= Görev Özeti A =
Aşağıdaki yaz tatili yazısını tek bir karakterini değiştirmeden baştan sona yeniden yazın.

::: Verilen Metin :::

Buradasınız
Yaz Tatili Bir Hayal
İstanbul’dan bir işçi ailesi
Merhaba dostlarımız. Yine bir yaz ayı ve ekranlardan zenginlerin tatil görüntüleri eksik olmuyor. Peki ya biz? Bu sorunu eminim pek çoğumuz yaşıyoruz. Evet, tatil yapamayan işçi ailelerinden birisi de biziz. Her sene yaz başlamadan umutla planlar yapıyoruz, sonrasında hesap yaparak işin içinden çıkamıyoruz. Böylelikle kurduğumuz hayaller de sadece hayal olarak kalmaya devam ediyor. Denizleri ve plajlarıyla, tarihi güzelliklerle, mimari eserlerle dolu bir ülkede yaşıyoruz. Peki, dünyanın tüm güzelliklerini üreten biz işçiler, iş bu güzelliklerden yararlanmaya geldiğinde, ne kadar faydalanabiliyoruz? Hayatımızı sürdürdüğümüz şehri ve ülkeyi gezebiliyor, doyasıya tatil yapabiliyor muyuz? Biz İstanbul’da yaşıyoruz ama doğduğumuz andan beri yaşadığımız İstanbul’u bile bilmiyoruz, tanımıyoruz. Oysa İstanbul’un bir tarihi var ve bu tarihin güzelliklerini, sanat eserlerini hep bizim sınıfımız inşa etmiş. Ama bu yarattığımız hayatın güzelliklerinden mahrum olanlar da bizleriz.

::: Çıkarılan Satırlar :::

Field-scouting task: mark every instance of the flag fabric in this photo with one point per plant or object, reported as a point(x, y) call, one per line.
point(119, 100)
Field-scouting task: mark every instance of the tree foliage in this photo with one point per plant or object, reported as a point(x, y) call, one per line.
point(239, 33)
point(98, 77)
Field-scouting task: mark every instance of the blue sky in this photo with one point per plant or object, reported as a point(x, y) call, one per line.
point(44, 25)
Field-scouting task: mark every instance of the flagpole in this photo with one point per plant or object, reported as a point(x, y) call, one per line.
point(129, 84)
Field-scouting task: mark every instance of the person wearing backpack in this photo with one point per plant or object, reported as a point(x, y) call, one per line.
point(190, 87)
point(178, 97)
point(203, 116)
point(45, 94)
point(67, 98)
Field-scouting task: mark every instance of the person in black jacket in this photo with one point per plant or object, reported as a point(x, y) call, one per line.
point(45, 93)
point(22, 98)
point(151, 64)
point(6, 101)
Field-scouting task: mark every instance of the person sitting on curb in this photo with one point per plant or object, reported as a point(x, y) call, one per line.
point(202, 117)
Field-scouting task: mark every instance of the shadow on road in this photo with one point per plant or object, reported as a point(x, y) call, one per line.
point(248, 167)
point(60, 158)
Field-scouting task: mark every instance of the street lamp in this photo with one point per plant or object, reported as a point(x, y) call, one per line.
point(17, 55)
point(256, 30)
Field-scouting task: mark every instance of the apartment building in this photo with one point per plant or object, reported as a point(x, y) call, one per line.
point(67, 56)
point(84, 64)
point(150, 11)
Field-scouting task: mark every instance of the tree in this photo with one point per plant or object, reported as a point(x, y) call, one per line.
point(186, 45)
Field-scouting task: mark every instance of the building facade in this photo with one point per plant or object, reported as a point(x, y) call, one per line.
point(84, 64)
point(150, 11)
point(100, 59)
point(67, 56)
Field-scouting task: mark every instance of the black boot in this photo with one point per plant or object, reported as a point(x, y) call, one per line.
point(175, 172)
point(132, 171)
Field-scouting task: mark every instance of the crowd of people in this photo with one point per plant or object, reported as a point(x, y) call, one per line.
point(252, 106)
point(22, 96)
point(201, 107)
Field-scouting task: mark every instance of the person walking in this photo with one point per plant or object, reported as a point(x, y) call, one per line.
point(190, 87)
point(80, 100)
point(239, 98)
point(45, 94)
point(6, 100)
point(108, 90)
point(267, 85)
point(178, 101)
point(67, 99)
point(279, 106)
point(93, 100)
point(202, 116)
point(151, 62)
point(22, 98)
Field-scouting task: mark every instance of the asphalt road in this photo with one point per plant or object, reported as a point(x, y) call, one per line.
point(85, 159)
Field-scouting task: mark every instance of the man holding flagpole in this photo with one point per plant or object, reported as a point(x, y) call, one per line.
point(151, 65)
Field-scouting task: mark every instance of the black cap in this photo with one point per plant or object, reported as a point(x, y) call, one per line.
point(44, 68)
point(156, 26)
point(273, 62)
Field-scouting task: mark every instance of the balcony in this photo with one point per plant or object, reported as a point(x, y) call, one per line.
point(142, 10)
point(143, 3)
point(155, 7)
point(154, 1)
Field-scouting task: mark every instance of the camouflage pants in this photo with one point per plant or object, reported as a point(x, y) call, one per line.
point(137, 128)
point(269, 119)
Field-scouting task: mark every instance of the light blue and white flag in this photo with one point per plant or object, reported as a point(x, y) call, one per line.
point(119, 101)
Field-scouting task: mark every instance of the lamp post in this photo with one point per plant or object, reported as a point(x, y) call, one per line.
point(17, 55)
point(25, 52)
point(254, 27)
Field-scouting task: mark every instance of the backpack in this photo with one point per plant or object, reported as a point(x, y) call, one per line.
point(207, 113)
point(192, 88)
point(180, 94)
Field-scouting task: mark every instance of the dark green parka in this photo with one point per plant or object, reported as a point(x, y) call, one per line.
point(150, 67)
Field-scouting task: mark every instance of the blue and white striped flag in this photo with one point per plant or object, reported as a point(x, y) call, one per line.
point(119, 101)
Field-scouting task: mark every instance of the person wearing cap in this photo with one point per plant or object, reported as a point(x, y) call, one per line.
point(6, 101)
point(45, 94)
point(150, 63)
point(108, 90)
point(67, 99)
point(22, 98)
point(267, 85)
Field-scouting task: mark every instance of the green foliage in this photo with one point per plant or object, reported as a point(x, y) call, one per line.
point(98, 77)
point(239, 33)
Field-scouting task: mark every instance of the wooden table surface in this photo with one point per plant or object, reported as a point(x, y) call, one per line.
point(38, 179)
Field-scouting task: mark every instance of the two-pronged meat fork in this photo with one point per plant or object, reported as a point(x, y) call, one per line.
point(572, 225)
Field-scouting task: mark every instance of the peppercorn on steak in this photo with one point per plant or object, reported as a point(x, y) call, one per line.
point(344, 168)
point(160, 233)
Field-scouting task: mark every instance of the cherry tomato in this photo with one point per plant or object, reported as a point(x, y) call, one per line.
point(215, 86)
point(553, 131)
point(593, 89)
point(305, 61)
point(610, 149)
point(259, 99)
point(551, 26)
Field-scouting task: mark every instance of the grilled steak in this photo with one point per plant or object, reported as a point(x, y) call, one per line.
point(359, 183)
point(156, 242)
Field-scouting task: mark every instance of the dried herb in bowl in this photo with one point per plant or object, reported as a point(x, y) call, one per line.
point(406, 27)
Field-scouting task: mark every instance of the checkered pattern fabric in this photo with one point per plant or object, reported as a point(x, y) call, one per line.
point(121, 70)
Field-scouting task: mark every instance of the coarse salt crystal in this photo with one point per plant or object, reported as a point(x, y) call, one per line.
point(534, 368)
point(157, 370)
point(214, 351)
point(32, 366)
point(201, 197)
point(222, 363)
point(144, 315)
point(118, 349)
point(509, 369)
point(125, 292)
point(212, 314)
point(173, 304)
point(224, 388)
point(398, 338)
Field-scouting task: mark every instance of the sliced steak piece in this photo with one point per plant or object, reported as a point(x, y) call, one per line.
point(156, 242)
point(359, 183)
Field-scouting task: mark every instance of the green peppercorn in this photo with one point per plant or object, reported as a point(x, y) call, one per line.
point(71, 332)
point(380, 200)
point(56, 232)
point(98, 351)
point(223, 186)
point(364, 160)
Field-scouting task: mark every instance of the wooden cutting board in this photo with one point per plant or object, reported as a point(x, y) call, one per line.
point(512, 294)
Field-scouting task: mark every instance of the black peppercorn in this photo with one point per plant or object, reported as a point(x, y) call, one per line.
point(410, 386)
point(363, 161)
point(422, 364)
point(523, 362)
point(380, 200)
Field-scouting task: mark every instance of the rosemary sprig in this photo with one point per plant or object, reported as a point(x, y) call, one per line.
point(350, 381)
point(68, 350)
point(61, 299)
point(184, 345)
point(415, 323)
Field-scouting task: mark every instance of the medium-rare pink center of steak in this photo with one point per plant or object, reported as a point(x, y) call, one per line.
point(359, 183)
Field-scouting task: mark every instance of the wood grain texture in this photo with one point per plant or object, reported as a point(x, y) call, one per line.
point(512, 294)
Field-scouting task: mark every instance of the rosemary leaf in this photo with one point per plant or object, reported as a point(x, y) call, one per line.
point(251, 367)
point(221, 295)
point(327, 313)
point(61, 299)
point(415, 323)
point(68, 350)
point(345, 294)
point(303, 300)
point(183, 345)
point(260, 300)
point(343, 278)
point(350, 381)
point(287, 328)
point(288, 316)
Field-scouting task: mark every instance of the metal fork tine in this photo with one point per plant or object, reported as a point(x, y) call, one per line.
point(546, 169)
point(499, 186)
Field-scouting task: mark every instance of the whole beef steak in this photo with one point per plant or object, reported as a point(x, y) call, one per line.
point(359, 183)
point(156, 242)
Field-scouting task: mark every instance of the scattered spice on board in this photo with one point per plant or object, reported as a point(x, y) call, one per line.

:::

= Görev Özeti B =
Satırlardan yalnızca "Field-scouting task: mark every instance of the whole" ifadesini içeren satırdan satırların sonuna kadar olanları (iki uç da dahil) yanıt içermeyenlerle birlikte yeniden yazın. Bunu yaparken yalnızca yanıtlardaki koordinat değerlerini 1,7 ile çarpıp tam sayıya yuvarlayın; tam yarımları yukarı yuvarlayın.

= Yanıt A =
Buradasınız
Yaz Tatili Bir Hayal
İstanbul’dan bir işçi ailesi
Merhaba dostlarımız. Yine bir yaz ayı ve ekranlardan zenginlerin tatil görüntüleri eksik olmuyor. Peki ya biz? Bu sorunu eminim pek çoğumuz yaşıyoruz. Evet, tatil yapamayan işçi ailelerinden birisi de biziz. Her sene yaz başlamadan umutla planlar yapıyoruz, sonrasında hesap yaparak işin içinden çıkamıyoruz. Böylelikle kurduğumuz hayaller de sadece hayal olarak kalmaya devam ediyor. Denizleri ve plajlarıyla, tarihi güzelliklerle, mimari eserlerle dolu bir ülkede yaşıyoruz. Peki, dünyanın tüm güzelliklerini üreten biz işçiler, iş bu güzelliklerden yararlanmaya geldiğinde, ne kadar faydalanabiliyoruz? Hayatımızı sürdürdüğümüz şehri ve ülkeyi gezebiliyor, doyasıya tatil yapabiliyor muyuz? Biz İstanbul’da yaşıyoruz ama doğduğumuz andan beri yaşadığımız İstanbul’u bile bilmiyoruz, tanımıyoruz. Oysa İstanbul’un bir tarihi var ve bu tarihin güzelliklerini, sanat eserlerini hep bizim sınıfımız inşa etmiş. Ama bu yarattığımız hayatın güzelliklerinden mahrum olanlar da bizleriz.

= Yanıt B =
Field-scouting task: mark every instance of the whole beef steak in this photo with one point per plant or object, reported as a point(x, y) call, one per line.
point(610, 311)
point(265, 411)
Field-scouting task: mark every instance of the scattered spice on board in this photo with one point per plant or object, reported as a point(x, y) call, one per line.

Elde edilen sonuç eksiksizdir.